» Work required: Could you format everything from the start of the items down to the line containing "column 112, row 104", both ends included, as a JSON list of strings with one string per line, skipping blank lines and leaving out the pictures?

--- start of Given data ---

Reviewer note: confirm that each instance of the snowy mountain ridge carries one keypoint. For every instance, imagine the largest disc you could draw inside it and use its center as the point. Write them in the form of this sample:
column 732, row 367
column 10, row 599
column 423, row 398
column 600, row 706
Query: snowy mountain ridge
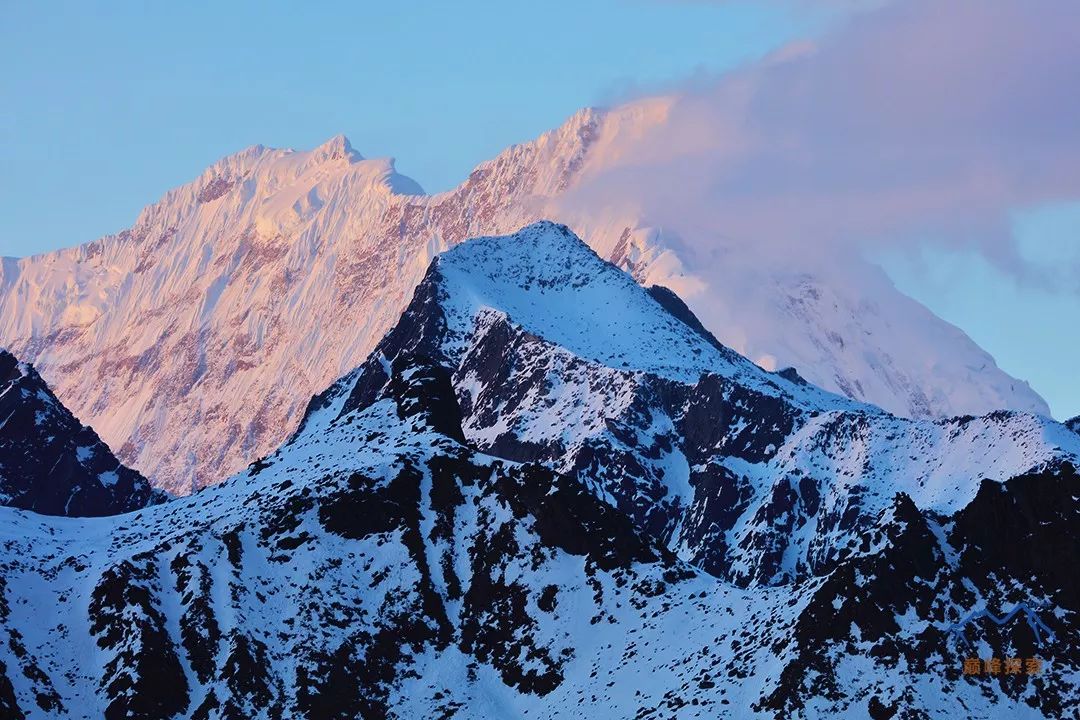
column 277, row 271
column 381, row 565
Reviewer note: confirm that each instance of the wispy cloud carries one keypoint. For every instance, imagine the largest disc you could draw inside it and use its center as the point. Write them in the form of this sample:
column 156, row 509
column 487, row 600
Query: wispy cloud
column 917, row 119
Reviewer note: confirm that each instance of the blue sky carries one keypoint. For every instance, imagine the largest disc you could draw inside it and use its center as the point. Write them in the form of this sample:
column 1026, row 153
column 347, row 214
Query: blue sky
column 104, row 108
column 112, row 104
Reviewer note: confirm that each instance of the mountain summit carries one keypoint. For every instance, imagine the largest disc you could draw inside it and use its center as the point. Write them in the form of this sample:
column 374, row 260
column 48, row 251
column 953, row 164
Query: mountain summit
column 188, row 339
column 50, row 462
column 524, row 504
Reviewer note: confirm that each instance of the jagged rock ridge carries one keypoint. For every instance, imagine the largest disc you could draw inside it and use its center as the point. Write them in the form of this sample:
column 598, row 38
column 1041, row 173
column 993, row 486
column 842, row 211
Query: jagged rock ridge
column 275, row 272
column 50, row 462
column 379, row 565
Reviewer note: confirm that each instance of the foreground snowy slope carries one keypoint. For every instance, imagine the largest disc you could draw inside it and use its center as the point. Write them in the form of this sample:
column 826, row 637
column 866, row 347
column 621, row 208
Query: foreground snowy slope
column 754, row 476
column 189, row 339
column 721, row 540
column 50, row 462
column 376, row 567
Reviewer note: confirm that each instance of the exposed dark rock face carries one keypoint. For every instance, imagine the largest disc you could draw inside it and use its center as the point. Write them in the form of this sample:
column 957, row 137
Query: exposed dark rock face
column 53, row 464
column 480, row 522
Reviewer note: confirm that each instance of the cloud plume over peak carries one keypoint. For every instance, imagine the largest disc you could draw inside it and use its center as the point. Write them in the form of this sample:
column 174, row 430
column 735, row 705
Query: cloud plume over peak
column 916, row 120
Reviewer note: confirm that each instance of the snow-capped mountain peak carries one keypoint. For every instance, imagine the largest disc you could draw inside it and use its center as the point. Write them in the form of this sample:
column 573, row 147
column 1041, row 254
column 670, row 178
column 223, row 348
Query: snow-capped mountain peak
column 277, row 271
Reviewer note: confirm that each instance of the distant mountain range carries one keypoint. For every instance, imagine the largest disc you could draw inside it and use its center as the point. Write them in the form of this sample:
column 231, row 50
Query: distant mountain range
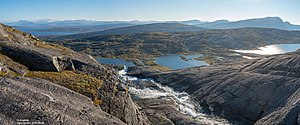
column 154, row 27
column 268, row 22
column 116, row 27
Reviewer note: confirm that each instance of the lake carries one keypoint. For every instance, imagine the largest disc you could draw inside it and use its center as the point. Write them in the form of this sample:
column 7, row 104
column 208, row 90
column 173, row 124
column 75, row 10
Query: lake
column 115, row 61
column 175, row 62
column 272, row 49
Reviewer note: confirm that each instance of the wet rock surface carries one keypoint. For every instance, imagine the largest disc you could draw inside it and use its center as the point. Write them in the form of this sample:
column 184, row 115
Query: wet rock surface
column 38, row 100
column 261, row 91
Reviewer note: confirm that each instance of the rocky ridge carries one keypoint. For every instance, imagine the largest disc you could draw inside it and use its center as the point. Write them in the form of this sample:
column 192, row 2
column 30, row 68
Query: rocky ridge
column 261, row 91
column 26, row 61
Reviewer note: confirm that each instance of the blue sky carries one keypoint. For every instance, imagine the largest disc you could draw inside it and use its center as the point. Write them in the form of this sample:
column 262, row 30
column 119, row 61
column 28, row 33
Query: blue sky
column 162, row 10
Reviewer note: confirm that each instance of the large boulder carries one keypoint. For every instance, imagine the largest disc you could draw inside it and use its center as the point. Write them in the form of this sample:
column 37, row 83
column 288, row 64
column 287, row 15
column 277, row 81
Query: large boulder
column 36, row 100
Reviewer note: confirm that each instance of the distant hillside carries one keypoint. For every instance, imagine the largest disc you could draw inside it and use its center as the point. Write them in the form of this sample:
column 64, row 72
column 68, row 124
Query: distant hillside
column 155, row 27
column 213, row 43
column 268, row 22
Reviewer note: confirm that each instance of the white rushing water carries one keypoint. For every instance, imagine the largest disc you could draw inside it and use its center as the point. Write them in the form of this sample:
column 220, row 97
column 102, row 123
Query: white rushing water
column 183, row 102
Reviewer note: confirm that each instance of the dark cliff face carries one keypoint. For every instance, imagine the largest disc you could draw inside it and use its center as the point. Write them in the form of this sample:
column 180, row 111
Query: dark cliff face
column 26, row 61
column 262, row 91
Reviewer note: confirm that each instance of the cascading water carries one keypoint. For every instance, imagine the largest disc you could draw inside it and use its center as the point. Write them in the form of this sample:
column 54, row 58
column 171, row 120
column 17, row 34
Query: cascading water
column 183, row 102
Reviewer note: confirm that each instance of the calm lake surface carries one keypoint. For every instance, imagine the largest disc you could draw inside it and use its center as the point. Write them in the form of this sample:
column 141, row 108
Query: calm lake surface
column 272, row 49
column 115, row 61
column 171, row 61
column 175, row 62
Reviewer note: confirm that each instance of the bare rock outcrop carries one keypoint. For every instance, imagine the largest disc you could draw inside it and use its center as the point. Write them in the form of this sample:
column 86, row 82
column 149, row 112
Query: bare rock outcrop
column 31, row 54
column 36, row 100
column 261, row 91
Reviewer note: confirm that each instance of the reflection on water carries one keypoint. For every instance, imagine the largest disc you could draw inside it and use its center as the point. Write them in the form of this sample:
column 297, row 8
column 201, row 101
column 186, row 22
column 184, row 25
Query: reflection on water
column 272, row 49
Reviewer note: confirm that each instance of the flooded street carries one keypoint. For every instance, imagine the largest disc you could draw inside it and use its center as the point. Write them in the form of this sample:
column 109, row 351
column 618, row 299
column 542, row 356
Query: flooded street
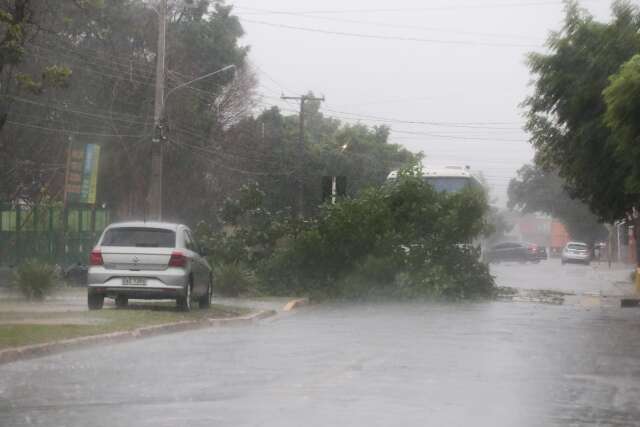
column 417, row 364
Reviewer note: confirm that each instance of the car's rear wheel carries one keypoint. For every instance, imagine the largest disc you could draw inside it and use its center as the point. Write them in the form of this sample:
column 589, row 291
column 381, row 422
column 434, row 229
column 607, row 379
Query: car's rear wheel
column 95, row 301
column 122, row 301
column 205, row 300
column 184, row 302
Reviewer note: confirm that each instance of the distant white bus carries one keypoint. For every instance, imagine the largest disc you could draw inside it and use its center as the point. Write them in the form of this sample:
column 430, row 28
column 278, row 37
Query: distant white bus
column 447, row 179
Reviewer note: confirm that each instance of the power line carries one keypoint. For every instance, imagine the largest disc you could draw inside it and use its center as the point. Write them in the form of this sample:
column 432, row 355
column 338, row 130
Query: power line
column 382, row 24
column 203, row 150
column 436, row 8
column 50, row 129
column 78, row 112
column 392, row 38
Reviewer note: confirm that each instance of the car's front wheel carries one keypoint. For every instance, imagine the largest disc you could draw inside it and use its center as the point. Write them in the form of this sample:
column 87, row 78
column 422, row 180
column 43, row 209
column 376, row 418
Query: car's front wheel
column 184, row 302
column 205, row 300
column 95, row 301
column 122, row 301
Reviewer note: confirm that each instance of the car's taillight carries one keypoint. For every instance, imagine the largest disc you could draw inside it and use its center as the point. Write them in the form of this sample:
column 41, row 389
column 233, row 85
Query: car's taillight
column 177, row 259
column 96, row 257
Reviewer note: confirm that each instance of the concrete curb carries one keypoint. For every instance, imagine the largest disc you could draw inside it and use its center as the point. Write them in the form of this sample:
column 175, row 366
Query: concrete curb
column 38, row 350
column 296, row 303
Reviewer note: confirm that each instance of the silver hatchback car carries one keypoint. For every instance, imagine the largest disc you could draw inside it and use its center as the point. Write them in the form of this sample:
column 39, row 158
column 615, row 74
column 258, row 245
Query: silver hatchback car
column 148, row 260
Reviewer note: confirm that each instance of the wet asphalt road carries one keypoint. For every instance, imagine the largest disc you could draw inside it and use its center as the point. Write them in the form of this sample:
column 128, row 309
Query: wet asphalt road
column 475, row 364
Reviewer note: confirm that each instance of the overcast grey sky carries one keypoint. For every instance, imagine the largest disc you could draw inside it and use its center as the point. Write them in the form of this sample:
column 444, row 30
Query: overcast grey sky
column 458, row 65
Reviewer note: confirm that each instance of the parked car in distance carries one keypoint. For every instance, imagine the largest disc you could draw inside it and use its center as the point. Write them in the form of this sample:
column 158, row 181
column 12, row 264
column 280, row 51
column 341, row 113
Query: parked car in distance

--- end of Given data ---

» Exercise response:
[
  "Reviewer note: confirm that each instance of the snowy mountain ridge carries one keypoint. For every instance, imagine the largest disc you could draw inside it and use its center as the point. Write them in the form of this sample:",
  "column 732, row 367",
  "column 10, row 599",
  "column 423, row 398",
  "column 600, row 706",
  "Query: snowy mountain ridge",
  "column 277, row 271",
  "column 381, row 565",
  "Reviewer note: confirm that each instance of the wispy cloud carries one keypoint. For every instance, imagine the largest disc you could draw inside it and use its center as the point. Write them in the form of this sample:",
  "column 156, row 509",
  "column 487, row 600",
  "Query: wispy cloud",
  "column 917, row 119",
  "Reviewer note: confirm that each instance of the blue sky carries one keypoint. For every instance, imagine the largest disc you could draw inside it and use its center as the point. Write them in the form of this sample:",
  "column 1026, row 153",
  "column 347, row 214",
  "Query: blue sky",
  "column 104, row 108",
  "column 112, row 104"
]